• GIVEN PROBLEM
Write out the material word for word, beginning at the line that contains "Each instance of the hydraulic" and continuing through the final line of the material.

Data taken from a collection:
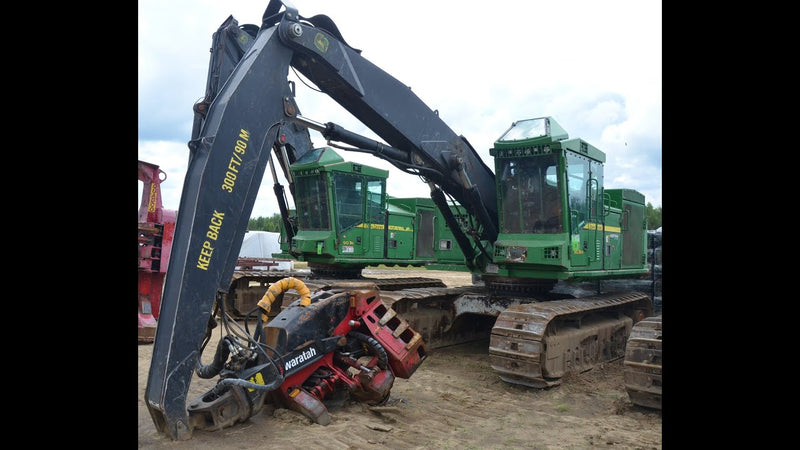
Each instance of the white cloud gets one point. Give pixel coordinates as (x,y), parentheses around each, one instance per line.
(594,66)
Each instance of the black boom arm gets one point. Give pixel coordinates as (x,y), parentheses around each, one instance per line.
(248,112)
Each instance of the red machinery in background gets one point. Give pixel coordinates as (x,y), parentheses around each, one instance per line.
(156,231)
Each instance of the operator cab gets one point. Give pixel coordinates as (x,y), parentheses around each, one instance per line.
(556,221)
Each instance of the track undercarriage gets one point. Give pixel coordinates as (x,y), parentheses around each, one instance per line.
(534,339)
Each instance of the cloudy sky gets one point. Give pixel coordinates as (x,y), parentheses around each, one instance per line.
(594,66)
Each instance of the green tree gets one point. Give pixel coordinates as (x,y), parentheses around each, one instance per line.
(261,223)
(653,216)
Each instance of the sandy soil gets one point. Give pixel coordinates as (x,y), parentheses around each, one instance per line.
(454,400)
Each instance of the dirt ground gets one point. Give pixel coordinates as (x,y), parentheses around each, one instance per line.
(453,401)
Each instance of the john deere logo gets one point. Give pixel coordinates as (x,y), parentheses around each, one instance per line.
(321,42)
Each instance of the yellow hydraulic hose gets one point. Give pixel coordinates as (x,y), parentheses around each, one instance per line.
(279,287)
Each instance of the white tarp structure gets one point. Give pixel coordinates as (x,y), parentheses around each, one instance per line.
(262,244)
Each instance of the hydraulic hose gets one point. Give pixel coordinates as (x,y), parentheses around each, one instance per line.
(278,288)
(211,370)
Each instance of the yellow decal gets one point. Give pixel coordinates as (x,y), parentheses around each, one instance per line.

• TASK SOLUTION
Each instance of the hydraulic hose gets one point. Give pixel coordinates as (x,y), parentheses around each, one instance per line.
(278,288)
(211,370)
Each instance of the yellow decal gets one point. Give pixel coordinates as (x,y), parentheses around each, one instance per line.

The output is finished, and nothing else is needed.